**What the task requires**
Reproduce the explanation below of how the shell strips quotes from a Terraform -target argument, word for word and line for line.

**Selected extract**
---
When you type a command at a shell prompt the command is first parsed by the shell itself in order to determine what arguments you passed (which might depend on evaluating environment variables, for example) and then the shell passes an array of arguments to the program you ran.

You didn't mention which shell you use, but the typical convention for Unix shells is that the quote character " marks the start and end of a range of characters where space characters do not represent the separation between two arguments. Without the quotes, spaces serve as markers for where the arguments are separated.

Even though there are no spaces inside your quotes, the shell still treats them as special and so it removes them as part of its processing, causing the array of arguments parsed to Terraform to be like this (one line per argument, all taken totally literally by Terraform):

terraform
plan
-target=module.virtualmachinescaleset.azurerm_linux_virtual_machine_scale_set.this[x]

Since the shell removed the quotes as part of its work, Terraform then finds that the characters after -target= are not a valid resource instance address, because in that position it expects either a decimal number (for resources with count) or a quoted string (for resources with for_each).
---
**Given records**
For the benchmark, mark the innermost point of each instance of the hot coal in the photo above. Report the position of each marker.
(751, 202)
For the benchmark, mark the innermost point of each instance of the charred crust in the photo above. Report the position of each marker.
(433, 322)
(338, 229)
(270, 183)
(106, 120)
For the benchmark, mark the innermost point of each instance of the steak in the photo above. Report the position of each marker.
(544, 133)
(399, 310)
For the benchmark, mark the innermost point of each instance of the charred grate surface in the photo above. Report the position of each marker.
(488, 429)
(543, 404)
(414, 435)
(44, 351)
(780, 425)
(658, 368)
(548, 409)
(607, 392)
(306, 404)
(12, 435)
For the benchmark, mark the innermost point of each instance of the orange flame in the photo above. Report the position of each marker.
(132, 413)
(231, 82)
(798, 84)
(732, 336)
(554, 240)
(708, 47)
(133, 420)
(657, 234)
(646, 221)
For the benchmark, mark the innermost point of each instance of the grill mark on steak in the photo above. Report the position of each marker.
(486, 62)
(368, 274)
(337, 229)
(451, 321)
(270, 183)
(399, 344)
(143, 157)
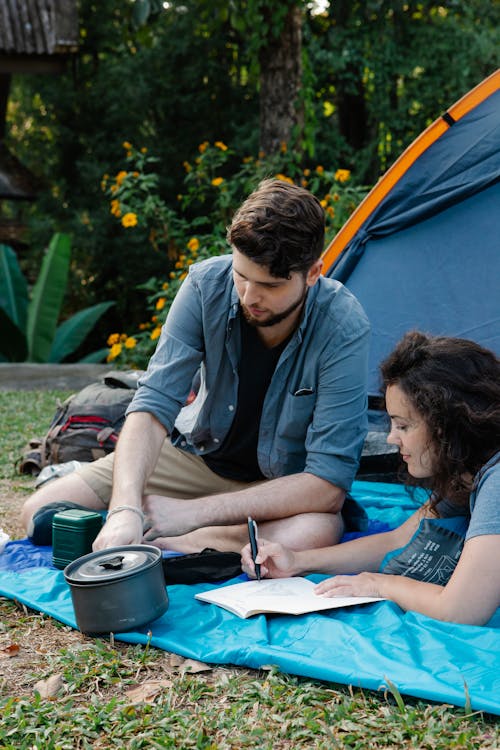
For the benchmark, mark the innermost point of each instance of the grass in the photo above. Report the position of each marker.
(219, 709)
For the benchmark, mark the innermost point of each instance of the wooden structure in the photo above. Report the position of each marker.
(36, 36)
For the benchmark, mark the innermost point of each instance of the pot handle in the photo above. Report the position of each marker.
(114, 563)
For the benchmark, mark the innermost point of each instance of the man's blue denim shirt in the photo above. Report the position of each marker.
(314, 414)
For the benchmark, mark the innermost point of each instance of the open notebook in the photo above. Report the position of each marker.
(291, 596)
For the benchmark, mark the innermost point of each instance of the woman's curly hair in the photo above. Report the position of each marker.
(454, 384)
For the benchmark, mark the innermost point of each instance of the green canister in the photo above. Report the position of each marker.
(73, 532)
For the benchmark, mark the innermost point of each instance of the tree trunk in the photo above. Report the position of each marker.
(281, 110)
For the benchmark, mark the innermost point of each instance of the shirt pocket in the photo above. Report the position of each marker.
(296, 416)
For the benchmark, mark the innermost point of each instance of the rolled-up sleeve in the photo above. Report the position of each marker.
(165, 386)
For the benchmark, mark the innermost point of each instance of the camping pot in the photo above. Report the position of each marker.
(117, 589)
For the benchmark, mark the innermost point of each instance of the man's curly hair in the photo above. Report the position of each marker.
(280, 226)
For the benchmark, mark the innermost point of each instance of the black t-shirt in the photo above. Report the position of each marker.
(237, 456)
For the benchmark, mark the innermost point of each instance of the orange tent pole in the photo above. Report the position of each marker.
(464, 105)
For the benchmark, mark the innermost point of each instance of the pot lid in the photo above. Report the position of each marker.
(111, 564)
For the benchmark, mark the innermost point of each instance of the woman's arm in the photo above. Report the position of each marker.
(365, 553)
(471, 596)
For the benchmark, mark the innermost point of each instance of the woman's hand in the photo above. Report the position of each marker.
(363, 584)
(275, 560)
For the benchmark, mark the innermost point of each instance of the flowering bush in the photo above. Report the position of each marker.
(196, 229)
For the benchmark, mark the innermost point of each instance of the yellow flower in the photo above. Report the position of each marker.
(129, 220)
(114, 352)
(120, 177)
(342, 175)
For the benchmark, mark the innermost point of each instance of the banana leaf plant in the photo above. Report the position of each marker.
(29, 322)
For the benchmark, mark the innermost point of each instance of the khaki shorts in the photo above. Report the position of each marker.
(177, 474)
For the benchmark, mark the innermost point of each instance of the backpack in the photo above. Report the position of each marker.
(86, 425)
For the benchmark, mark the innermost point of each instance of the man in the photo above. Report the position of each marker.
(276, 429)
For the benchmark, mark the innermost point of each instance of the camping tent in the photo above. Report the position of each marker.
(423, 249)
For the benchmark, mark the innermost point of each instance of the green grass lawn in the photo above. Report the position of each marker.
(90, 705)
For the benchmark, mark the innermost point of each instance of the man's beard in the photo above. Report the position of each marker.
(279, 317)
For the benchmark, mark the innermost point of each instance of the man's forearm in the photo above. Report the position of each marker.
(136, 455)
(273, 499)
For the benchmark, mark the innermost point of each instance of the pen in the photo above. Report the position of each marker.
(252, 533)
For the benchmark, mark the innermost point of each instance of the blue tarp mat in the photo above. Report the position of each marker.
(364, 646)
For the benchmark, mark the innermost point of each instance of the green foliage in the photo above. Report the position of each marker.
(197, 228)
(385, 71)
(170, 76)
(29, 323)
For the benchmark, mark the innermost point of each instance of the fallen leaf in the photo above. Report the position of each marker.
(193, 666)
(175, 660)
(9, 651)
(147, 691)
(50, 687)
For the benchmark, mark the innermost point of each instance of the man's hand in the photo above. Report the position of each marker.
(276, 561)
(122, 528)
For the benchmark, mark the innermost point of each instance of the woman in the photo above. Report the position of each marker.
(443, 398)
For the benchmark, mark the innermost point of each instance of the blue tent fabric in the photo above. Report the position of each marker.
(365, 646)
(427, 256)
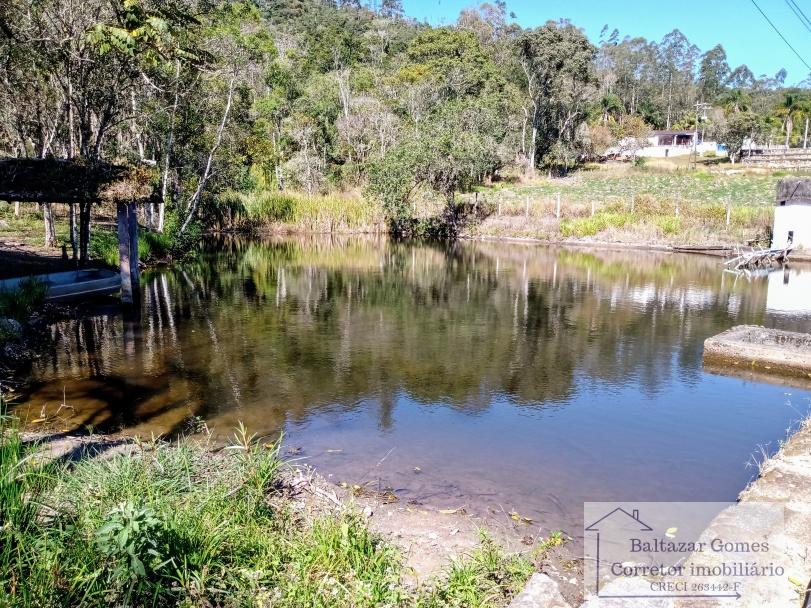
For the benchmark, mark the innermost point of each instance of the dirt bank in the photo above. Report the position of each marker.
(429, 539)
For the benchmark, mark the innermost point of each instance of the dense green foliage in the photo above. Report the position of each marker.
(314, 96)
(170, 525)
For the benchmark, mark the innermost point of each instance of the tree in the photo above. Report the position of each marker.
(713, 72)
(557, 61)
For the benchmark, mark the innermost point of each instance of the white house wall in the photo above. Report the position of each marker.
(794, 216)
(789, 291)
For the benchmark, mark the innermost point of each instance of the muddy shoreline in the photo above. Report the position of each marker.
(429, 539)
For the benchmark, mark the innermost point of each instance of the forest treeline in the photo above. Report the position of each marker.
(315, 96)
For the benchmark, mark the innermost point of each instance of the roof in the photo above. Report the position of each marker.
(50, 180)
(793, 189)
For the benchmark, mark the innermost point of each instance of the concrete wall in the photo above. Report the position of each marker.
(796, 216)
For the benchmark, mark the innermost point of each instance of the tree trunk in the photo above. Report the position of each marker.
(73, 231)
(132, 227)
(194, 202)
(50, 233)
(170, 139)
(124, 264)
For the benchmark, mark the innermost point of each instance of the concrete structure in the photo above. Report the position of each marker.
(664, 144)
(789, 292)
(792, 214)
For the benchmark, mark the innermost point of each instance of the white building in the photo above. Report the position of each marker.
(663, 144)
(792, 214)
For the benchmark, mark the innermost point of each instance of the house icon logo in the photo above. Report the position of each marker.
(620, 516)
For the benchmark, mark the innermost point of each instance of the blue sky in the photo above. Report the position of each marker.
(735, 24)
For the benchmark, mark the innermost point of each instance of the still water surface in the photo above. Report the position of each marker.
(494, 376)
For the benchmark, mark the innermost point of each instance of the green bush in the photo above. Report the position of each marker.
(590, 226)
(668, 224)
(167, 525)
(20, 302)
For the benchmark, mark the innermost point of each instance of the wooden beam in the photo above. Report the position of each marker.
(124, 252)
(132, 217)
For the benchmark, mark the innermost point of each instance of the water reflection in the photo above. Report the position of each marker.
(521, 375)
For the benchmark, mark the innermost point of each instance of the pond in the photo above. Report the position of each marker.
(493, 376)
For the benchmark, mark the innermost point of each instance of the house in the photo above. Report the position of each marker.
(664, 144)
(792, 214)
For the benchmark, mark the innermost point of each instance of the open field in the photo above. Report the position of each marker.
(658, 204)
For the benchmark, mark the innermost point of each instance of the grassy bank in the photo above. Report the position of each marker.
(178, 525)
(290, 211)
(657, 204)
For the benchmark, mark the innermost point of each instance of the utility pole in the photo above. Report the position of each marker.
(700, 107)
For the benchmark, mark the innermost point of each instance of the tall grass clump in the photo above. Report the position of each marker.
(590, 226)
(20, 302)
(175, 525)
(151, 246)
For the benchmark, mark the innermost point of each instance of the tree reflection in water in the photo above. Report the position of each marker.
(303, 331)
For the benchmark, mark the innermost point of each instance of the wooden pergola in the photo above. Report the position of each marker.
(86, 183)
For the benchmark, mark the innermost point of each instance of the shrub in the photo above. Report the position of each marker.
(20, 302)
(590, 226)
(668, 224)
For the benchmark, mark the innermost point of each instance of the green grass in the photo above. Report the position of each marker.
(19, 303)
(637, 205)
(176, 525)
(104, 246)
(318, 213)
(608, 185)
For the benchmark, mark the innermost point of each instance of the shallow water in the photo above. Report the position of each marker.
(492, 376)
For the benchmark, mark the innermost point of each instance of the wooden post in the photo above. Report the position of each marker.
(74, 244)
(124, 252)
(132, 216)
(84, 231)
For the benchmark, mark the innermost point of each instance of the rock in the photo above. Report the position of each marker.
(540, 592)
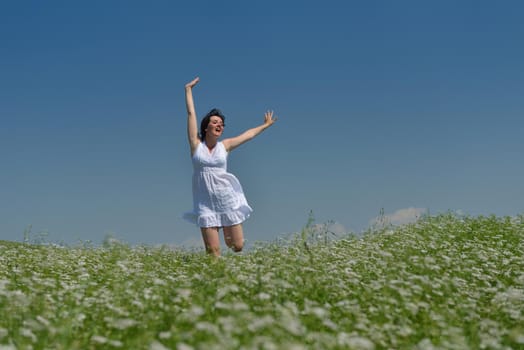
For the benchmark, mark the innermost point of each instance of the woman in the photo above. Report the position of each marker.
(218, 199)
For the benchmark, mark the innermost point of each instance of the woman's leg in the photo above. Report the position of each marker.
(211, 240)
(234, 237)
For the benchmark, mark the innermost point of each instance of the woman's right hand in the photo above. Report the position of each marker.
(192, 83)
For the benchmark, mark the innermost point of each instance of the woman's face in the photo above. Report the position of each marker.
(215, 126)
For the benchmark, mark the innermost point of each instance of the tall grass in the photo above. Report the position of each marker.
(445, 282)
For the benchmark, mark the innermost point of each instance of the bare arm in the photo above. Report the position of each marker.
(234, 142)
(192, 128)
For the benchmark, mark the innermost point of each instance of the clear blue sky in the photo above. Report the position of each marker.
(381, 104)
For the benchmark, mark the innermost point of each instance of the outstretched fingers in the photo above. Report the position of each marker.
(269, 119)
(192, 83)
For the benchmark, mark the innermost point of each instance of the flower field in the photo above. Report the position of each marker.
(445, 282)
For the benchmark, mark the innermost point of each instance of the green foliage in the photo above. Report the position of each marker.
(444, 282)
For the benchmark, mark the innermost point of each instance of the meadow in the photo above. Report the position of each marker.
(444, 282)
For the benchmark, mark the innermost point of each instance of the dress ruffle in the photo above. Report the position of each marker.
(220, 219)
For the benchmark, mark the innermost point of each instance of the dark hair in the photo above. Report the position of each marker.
---
**Correct output**
When you type a command at a shell prompt the command is first parsed by the shell itself in order to determine what arguments you passed (which might depend on evaluating environment variables, for example) and then the shell passes an array of arguments to the program you ran.

You didn't mention which shell you use, but the typical convention for Unix shells is that the quote character " marks the start and end of a range of characters where space characters do not represent the separation between two arguments. Without the quotes, spaces serve as markers for where the arguments are separated.

Even though there are no spaces inside your quotes, the shell still treats them as special and so it removes them as part of its processing, causing the array of arguments parsed to Terraform to be like this (one line per argument, all taken totally literally by Terraform):

terraform
plan
-target=module.virtualmachinescaleset.azurerm_linux_virtual_machine_scale_set.this[x]

Since the shell removed the quotes as part of its work, Terraform then finds that the characters after -target= are not a valid resource instance address, because in that position it expects either a decimal number (for resources with count) or a quoted string (for resources with for_each).